Data section:
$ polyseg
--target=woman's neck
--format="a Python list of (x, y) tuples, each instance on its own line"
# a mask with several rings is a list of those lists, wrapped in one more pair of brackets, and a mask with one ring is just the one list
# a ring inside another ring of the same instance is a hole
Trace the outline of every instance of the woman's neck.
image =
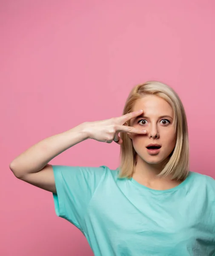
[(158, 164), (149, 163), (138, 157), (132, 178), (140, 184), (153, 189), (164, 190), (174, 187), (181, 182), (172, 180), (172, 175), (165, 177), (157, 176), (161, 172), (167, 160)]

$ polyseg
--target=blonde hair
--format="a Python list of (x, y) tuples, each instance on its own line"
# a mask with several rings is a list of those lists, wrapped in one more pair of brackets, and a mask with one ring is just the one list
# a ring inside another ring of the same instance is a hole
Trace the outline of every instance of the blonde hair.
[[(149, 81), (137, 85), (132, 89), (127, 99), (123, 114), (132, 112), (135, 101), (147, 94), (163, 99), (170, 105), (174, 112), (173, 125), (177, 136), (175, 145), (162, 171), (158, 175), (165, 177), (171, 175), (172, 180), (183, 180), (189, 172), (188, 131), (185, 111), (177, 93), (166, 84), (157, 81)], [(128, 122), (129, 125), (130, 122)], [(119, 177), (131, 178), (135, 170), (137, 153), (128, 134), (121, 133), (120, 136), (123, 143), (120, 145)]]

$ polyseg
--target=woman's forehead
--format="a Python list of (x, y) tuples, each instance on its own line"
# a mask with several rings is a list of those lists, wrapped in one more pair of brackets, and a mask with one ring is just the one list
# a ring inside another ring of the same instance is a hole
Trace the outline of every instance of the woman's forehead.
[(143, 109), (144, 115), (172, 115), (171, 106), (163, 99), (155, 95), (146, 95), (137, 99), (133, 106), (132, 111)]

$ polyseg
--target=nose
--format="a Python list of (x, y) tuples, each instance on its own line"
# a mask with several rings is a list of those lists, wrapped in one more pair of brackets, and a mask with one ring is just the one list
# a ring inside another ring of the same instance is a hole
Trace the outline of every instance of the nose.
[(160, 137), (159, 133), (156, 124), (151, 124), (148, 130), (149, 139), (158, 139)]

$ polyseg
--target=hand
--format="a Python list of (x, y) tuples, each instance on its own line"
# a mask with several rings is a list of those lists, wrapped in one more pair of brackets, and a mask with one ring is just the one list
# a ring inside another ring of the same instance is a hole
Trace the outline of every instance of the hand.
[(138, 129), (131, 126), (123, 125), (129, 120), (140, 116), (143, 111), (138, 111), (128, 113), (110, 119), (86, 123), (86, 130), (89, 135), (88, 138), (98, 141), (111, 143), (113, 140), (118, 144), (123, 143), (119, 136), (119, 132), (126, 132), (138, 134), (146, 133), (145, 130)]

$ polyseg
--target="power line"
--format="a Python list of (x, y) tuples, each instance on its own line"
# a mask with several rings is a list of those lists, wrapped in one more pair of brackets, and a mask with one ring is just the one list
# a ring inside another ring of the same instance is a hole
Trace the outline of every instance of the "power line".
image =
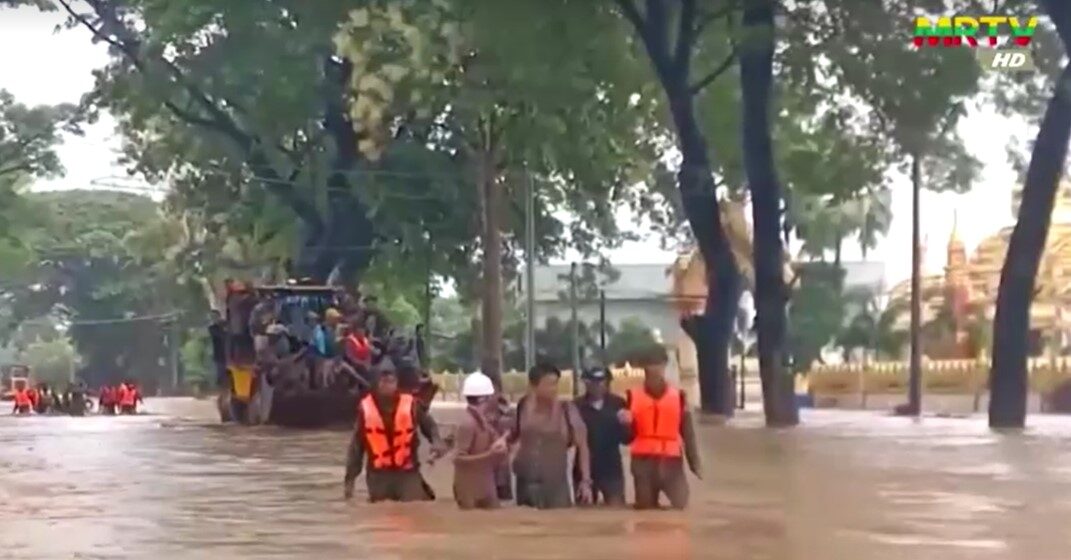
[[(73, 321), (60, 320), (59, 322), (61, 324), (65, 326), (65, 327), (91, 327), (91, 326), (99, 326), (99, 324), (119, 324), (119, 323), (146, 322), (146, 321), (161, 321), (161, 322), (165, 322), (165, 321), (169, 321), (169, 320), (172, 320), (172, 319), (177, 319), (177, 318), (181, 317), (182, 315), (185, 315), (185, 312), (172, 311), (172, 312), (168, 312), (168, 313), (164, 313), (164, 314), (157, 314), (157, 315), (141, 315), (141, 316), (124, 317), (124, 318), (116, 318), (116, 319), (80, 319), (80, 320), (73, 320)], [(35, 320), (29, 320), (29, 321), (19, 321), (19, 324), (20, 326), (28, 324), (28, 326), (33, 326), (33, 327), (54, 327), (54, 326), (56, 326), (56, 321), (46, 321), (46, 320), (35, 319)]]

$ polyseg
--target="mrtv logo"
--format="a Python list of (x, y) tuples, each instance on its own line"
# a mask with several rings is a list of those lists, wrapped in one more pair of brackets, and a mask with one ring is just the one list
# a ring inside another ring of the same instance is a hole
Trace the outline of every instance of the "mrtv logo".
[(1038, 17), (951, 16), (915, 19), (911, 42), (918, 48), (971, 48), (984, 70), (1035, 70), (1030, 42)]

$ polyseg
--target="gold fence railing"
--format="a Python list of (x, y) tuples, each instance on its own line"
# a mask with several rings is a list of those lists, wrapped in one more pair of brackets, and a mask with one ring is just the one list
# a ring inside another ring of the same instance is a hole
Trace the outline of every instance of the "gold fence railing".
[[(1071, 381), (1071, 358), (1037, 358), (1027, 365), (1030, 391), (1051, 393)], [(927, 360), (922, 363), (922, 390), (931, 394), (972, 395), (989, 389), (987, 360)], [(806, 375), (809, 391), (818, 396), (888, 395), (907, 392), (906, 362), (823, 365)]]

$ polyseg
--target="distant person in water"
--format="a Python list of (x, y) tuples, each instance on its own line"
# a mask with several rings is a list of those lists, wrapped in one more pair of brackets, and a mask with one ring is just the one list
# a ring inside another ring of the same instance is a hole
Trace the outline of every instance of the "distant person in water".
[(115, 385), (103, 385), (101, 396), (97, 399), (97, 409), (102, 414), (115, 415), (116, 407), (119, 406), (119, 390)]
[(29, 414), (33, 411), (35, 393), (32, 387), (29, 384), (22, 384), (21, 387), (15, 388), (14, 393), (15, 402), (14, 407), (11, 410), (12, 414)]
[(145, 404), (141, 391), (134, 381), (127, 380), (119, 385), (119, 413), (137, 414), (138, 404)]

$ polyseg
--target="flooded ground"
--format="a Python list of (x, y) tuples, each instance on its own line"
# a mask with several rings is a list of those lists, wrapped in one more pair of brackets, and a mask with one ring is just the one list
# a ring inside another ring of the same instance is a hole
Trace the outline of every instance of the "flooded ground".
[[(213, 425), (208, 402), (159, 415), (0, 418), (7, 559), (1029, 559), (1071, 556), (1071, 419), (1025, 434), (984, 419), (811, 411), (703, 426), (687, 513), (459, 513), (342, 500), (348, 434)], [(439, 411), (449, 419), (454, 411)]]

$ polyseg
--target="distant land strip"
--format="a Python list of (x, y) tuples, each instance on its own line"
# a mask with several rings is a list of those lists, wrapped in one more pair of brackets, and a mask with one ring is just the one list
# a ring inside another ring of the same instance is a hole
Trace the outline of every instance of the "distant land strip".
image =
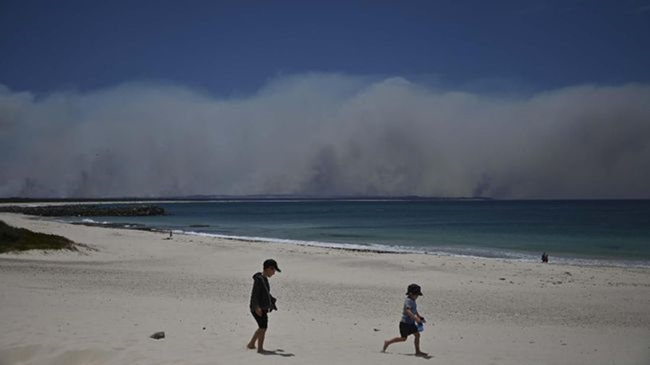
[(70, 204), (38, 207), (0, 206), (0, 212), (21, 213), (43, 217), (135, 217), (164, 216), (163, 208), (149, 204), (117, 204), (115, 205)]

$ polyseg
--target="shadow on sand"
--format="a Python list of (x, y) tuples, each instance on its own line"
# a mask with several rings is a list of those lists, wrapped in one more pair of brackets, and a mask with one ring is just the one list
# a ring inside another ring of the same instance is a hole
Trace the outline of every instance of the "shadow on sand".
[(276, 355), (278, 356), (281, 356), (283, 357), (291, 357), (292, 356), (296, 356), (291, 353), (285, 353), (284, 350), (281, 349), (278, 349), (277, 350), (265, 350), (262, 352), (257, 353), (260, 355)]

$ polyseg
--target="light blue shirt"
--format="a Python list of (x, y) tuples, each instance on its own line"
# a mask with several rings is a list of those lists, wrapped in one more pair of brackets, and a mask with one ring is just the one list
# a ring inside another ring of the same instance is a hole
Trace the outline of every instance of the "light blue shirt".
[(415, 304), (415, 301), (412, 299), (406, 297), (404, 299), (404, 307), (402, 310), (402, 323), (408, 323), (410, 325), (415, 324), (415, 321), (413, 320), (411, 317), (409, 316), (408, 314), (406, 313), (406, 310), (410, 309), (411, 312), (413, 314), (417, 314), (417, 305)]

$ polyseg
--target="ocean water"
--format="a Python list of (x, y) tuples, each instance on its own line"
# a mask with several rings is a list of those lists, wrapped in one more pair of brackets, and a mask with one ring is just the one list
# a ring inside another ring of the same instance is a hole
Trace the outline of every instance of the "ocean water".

Task brief: Can you change "woman's neck" to "woman's throat" in the listing from its first line up to and including the line with "172), (167, 160)]", keeping everything else the same and giving back only those lines? Leave the pictures out of your answer.

Solution for this problem:
$ polyseg
--target=woman's throat
--format="a Python list of (x, y) tuples, each instance on its own line"
# a mask with several rings is a list of those lists, wrapped in one more pair of brackets, and a mask with one ring is just the one list
# a ring inside another ring of the same instance is a hole
Trace the outline of every instance of the woman's throat.
image =
[(158, 164), (149, 163), (138, 157), (132, 178), (140, 184), (153, 189), (164, 190), (174, 187), (181, 182), (172, 180), (172, 175), (165, 177), (157, 176), (161, 172), (167, 160)]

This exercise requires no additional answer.